■ **List of tasks**
• A. From the passage about the killings in northern Nigeria, extract the text between "Just as I turned" and "come to destroy.", inclusive.
• B. Write what comes next in the passage about the killings in northern Nigeria, picking up after its final sentence.

■ **Passage shown**
★ ★ ★
I had a cause to experience massive death of people in the northern part of Nigeria. It was such a gory sight. The deceased numbered many as to include children of varying ages, destinies and sex, men of kinds in being and making, even women that are made of forms. What a sight to behold. I kept watching with sore chagrin that I also started wondering what could lead humans to take up arms to sniff-out life from their kinds without a thought about the sacred right of inviolability of human kind. A little of my emotions and a little of reasoning! Why? I managed to get close to a certain woman within who seemed to have full knowledge of how it all happened. I could not stop thinking within me that if I should ascertain how and why it all happened, I should have been privileged with the tools to decipher what the problem should be. Then I asked the woman; what really happened? She quietly muttered that it was Boko-Haram. They invaded the village in the dead of the night and killed as much indigenous people as could get to their fierce and haughty sight. They slit the throat of little children, club to numb guiltless infants, sliced foetus out of wombs, burnt mothers after raping them in the presence of their children and husbands, humiliated men, slaughtered and desecrated virgins, and destroyed dreams. The reason for their action eluded this confessor (woman) and my worries continued. Far on the other end of the atmosphere was a man who seemed to have seen a lot from age. His hairs have been painted white by nature. The furs from which the hairs sprout have witnessed times brewed with joy and sadness. The manner in which he sat on his bamboo cushion and gazed sky-high reminded me of the imageries of the Athenian Socrates according to history of western philosophy from the Greek world. When I matched steps towards him I could feel a challenge to face in his eyes that radiate as lightening. His mien speaks of boiling witty thoughts awaiting expression. As I greeted in the traditional manner of the Africans, he rammed his face into mine and emboldened it with helpless confusion. I hurriedly asked the old man; why did this misfortune befall the land. Like a thirsty furnace, he roared with torrents of passion gushing out of his words. He said;
Rain has fallen upon our community without notice and all even the cattle are drenched. Heroism has been snatched away from men of valor and they are left so frail and ordinary. The King has gone to the fire-woods and the kingdom is turned into flames. What people call themselves has made us vegetables to be chopped apart without price and the land is left to mourn.
Just as I turned off a huge breath from my loins, his voice trembled with tender howls of uncertain gains;
My son, it is a war that pretends to protect culture from cultures. Those who have embraced other cultures have been seen by this group of killers as threat to the common domestic culture of the land. They want to remain what they are and not to change into other human lifestyles. They fight to keep save the values of their fathers against which they suppose the western cultures have come to destroy.
★ ★ ★
■ **Recorded data**
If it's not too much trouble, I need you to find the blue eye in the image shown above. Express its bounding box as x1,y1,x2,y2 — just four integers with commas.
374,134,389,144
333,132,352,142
★ ★ ★
■ **Responses**
• A.
Just as I turned off a huge breath from my loins, his voice trembled with tender howls of uncertain gains;
My son, it is a war that pretends to protect culture from cultures. Those who have embraced other cultures have been seen by this group of killers as threat to the common domestic culture of the land. They want to remain what they are and not to change into other human lifestyles. They fight to keep save the values of their fathers against which they suppose the western cultures have come to destroy.

• B.
At this point, he left me in wet eyes and walked away. He took away the rest of the story but I assume he was done. What is his story? This is to occupy the rest of us as we read ahead.
The problem is identity!
Turning the knob of either our television or radio sets to let them function, we often hear; Africa/Africans. More often than not, we perceive such other sounds as Israel or Israelis, Palestine or Palestinians, India or Indians, Pakistan or Pakistanis, governments and insurgents, Protestants and Catholics, whites and blacks, master and slave, bourgeois or proletariat and the likes. These are all examples of identities that have at various times and in some places been held up or glorified. This may not mean much or make great sense to anybody at a cursory thinking. The question is why and how should two or more things be grouped or lumped together and are consequently regarded as one and the same thing at a time in human consideration.
For an inter-group (e.g., racial, ethnic, or religious) conflict to occur, the opponents must have a sense of collective identity about themselves and about their adversary, each side believing the fight is between "us" and "them." Some of those conflicts become intractable, persisting destructively for a very long time, despite efforts to resolve them. In some such conflicts, the antagonists seem to be fighting each other about the identities that they hold about themselves and those they attribute to the other side. Such conflicts are sometimes called identity-based conflicts and regarded as particularly prone to becoming intractable.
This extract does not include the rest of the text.